### Problem requirements
All of the data is to be restated word for word.

[Excerpts from a dataset]

++++++++++++++++++++

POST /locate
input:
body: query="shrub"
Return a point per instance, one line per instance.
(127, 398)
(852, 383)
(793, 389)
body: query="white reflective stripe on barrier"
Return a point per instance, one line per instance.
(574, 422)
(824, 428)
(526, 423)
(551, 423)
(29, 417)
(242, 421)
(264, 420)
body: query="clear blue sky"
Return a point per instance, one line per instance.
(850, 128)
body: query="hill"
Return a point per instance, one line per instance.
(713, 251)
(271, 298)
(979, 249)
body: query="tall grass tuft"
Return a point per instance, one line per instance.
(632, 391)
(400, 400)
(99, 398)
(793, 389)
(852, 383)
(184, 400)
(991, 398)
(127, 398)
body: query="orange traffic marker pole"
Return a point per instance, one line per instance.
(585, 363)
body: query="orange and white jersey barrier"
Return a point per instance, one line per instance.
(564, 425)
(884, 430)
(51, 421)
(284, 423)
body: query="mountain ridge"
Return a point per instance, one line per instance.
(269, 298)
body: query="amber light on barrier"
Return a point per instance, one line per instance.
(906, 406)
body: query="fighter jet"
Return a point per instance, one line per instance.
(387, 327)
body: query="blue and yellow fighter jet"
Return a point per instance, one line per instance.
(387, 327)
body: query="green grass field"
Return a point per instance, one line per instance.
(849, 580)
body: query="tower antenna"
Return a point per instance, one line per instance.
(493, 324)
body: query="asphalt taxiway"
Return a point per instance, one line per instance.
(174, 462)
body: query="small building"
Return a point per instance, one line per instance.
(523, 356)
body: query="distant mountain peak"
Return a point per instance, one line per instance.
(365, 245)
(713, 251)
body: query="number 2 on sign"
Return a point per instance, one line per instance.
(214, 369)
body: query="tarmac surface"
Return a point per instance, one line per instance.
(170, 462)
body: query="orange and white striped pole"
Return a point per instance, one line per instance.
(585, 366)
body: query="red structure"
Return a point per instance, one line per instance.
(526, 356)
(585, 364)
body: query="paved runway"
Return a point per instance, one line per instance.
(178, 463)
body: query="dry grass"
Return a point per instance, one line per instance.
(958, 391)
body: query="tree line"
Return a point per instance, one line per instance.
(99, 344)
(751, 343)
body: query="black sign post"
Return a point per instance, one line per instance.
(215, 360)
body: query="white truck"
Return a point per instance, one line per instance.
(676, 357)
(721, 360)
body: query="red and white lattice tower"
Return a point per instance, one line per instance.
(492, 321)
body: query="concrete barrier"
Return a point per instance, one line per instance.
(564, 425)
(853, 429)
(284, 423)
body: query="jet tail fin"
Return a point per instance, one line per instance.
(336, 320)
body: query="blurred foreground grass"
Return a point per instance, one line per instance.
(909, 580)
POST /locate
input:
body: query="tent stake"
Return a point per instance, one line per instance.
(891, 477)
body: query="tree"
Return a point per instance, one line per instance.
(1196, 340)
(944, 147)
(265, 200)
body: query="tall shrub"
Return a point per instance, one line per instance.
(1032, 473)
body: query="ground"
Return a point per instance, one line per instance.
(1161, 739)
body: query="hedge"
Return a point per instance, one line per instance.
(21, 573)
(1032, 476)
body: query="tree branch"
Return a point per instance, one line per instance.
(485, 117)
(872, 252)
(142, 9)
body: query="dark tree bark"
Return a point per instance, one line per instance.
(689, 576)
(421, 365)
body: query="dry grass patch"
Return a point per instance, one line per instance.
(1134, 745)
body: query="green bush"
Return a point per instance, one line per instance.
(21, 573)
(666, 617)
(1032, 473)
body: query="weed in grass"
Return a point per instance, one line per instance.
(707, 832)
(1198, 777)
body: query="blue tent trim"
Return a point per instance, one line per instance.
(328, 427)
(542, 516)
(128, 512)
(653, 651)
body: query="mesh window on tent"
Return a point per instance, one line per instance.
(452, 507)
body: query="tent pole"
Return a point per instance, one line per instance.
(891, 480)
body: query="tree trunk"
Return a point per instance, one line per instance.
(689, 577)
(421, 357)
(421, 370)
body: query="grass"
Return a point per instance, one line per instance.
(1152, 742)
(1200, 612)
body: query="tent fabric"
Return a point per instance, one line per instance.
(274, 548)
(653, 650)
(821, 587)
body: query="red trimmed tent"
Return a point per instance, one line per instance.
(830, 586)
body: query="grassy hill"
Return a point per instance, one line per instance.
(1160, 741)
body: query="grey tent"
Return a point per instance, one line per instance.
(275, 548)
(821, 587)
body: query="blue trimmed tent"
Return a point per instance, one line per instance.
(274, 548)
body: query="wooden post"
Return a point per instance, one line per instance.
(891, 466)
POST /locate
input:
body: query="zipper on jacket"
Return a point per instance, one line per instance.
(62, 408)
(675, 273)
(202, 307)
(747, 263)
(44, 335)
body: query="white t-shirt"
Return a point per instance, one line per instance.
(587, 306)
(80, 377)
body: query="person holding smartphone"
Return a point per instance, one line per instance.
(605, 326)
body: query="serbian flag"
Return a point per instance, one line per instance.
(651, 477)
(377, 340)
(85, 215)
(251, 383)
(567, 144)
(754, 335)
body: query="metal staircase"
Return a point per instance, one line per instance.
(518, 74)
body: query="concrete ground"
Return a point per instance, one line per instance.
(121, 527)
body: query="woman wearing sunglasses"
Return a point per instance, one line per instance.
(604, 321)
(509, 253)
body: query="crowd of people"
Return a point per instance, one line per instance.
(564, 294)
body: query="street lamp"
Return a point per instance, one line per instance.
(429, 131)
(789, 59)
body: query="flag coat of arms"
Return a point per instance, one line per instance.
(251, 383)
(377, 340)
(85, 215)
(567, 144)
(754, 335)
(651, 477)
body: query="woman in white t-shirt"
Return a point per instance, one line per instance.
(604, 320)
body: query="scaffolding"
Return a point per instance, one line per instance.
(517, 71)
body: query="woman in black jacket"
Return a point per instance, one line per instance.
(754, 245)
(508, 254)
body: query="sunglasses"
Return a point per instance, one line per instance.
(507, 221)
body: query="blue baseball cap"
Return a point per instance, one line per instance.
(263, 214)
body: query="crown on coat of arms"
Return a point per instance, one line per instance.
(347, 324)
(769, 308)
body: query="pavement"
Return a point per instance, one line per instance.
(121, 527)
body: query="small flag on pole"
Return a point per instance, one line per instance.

++++++++++++++++++++

### The completed task
POST /locate
input:
body: query="shrub"
Return a point per instance, one line per instance.
(127, 398)
(852, 383)
(793, 389)
body: query="white reflective stripe on barrier"
Return a point per instance, one line per instance.
(574, 422)
(824, 428)
(526, 423)
(551, 423)
(29, 417)
(242, 421)
(264, 420)
body: query="clear blue sky"
Return a point per instance, one line per instance.
(850, 128)
body: query="hill"
Return a point per instance, one line per instance.
(713, 251)
(271, 298)
(979, 249)
body: query="tall grass tuft"
Return a point per instance, one line per instance.
(632, 391)
(400, 400)
(99, 398)
(793, 389)
(852, 383)
(184, 400)
(991, 398)
(127, 398)
body: query="orange traffic marker pole"
Return a point per instance, one line per instance.
(585, 363)
body: query="orange and white jersey barrier"
Return a point per instance, one line per instance.
(564, 425)
(884, 430)
(51, 421)
(284, 423)
body: query="mountain ridge"
Return a point per instance, one line per instance.
(269, 298)
body: query="amber light on barrier"
Return a point per instance, one line per instance.
(906, 406)
body: query="fighter jet"
Return a point per instance, one line per instance.
(387, 327)
body: query="blue and yellow fighter jet"
Return a point per instance, one line per instance.
(387, 327)
body: query="green grass field"
Return a point per instance, one line per instance.
(849, 580)
body: query="tower antenna"
Return a point per instance, one line per instance.
(493, 324)
body: query="asphalt taxiway"
Return a point per instance, one line per instance.
(174, 462)
body: query="small building"
Return a point per instance, one line per instance.
(523, 356)
body: query="distant mountain peak"
Return a point per instance, one line per instance.
(365, 245)
(713, 251)
body: query="number 2 on sign"
Return a point per instance, one line per instance.
(214, 369)
body: query="tarmac surface"
Return a point per instance, one line per instance.
(170, 462)
body: query="orange and white striped pole"
Return a point per instance, one line per instance.
(585, 366)
body: query="red structure"
Return a point per instance, one line per instance.
(526, 356)
(585, 364)
body: query="paved runway"
Return a point per instance, one line per instance.
(178, 463)
body: query="dry grass"
Return a point per instance, one line per instance.
(958, 391)
body: query="tree line"
Return a point per instance, one line per instance.
(99, 344)
(751, 343)
body: query="black sign post"
Return a point per instance, one line per instance.
(215, 360)
body: query="white truck"
Return a point per instance, one line per instance.
(676, 357)
(721, 360)
body: query="red and white lattice tower"
Return a point per instance, one line per instance.
(492, 321)
body: query="concrete barrier"
Return a point per instance, one line per instance.
(564, 425)
(853, 429)
(284, 423)
body: query="jet tail fin"
Return a point per instance, one line per instance.
(336, 320)
body: query="blurred foreground grass"
Return a point per instance, one line per instance.
(909, 580)
POST /locate
input:
body: query="tent stake"
Return a point per instance, one line per instance.
(891, 477)
body: query="tree"
Return a point per instance, one line per instance.
(1196, 340)
(944, 147)
(265, 200)
body: query="tall shrub"
Return a point per instance, one line per instance.
(1032, 473)
body: query="ground"
Return a point per instance, one line per instance.
(1161, 739)
body: query="hedge"
Return a point per instance, one line per instance.
(21, 573)
(1032, 476)
body: query="tree branch"
Return a point per instance, one line per instance.
(485, 117)
(872, 252)
(142, 9)
body: query="dark tree bark"
Return a point per instance, one line per instance.
(689, 576)
(421, 365)
body: query="dry grass patch"
Return a point per instance, one line per instance.
(1134, 745)
body: query="green bush"
Return a point per instance, one line per instance.
(21, 573)
(666, 617)
(1032, 473)
body: query="weed in grass"
Return a point per instance, one line per instance.
(707, 832)
(1198, 777)
body: query="blue tent trim"
Return a point per instance, one line per instance.
(328, 427)
(542, 516)
(128, 512)
(653, 651)
body: query="mesh window on tent"
Return a point per instance, one line per instance.
(452, 507)
body: query="tent pole"
Return a point per instance, one line per instance.
(891, 480)
body: query="tree trunk"
Return a point per instance, one line per instance.
(689, 577)
(421, 357)
(421, 370)
body: query="grass"
Return a point per instance, one line per instance.
(1152, 742)
(1200, 612)
body: query="tent fabric"
Return a point per instance, one line per instance.
(274, 548)
(653, 650)
(821, 587)
body: query="red trimmed tent"
Return a point per instance, one line per instance.
(830, 586)
body: query="grassy hill"
Return a point per instance, one line per instance.
(1160, 741)
body: query="grey tent"
Return a point per instance, one line per instance.
(275, 548)
(821, 587)
body: query="blue trimmed tent"
Return a point per instance, one line per instance.
(274, 548)
body: query="wooden post"
Return a point per instance, one line per instance.
(891, 466)
POST /locate
input:
body: query="zipper on jacket"
Return a point per instance, one line per instance.
(62, 408)
(675, 273)
(202, 307)
(747, 263)
(44, 335)
body: query="white t-shirt"
Return a point per instance, one line per instance.
(587, 306)
(80, 377)
body: query="person holding smartphone"
Return a point per instance, one line per instance.
(605, 326)
body: query="serbian flag"
Return a point per instance, one line per instance.
(651, 477)
(377, 340)
(85, 215)
(251, 383)
(567, 144)
(754, 335)
body: query="metal staircase"
Return a point per instance, one line per instance.
(518, 74)
body: query="concrete ground"
Return a point per instance, one line per instance.
(121, 527)
body: query="woman wearing sunglasses"
Return a point per instance, one line per instance.
(604, 321)
(509, 253)
body: query="crowd of people"
Return a point per instance, one line per instance.
(564, 294)
body: query="street lamp"
Return a point per instance, one line per instance.
(429, 131)
(789, 59)
body: query="flag coat of arms"
Return a point per instance, one line per instance.
(251, 383)
(377, 340)
(85, 215)
(567, 144)
(754, 335)
(651, 477)
body: query="woman in white t-shirt"
Return a point per instance, one line per instance.
(604, 320)
body: query="scaffolding"
Return a point per instance, one line per instance.
(517, 71)
body: query="woman in black jacket"
Return a point per instance, one line per instance.
(754, 245)
(508, 254)
body: query="sunglasses"
Return a point per instance, one line per instance.
(507, 221)
body: query="blue baseball cap"
Return a point per instance, one line per instance.
(263, 214)
body: query="crown on coat of arms"
Return a point per instance, one line per instance.
(347, 324)
(769, 308)
body: query="pavement"
Return a point per instance, one line per instance.
(121, 527)
body: query="small flag on pole"
Return a point per instance, one line per instance.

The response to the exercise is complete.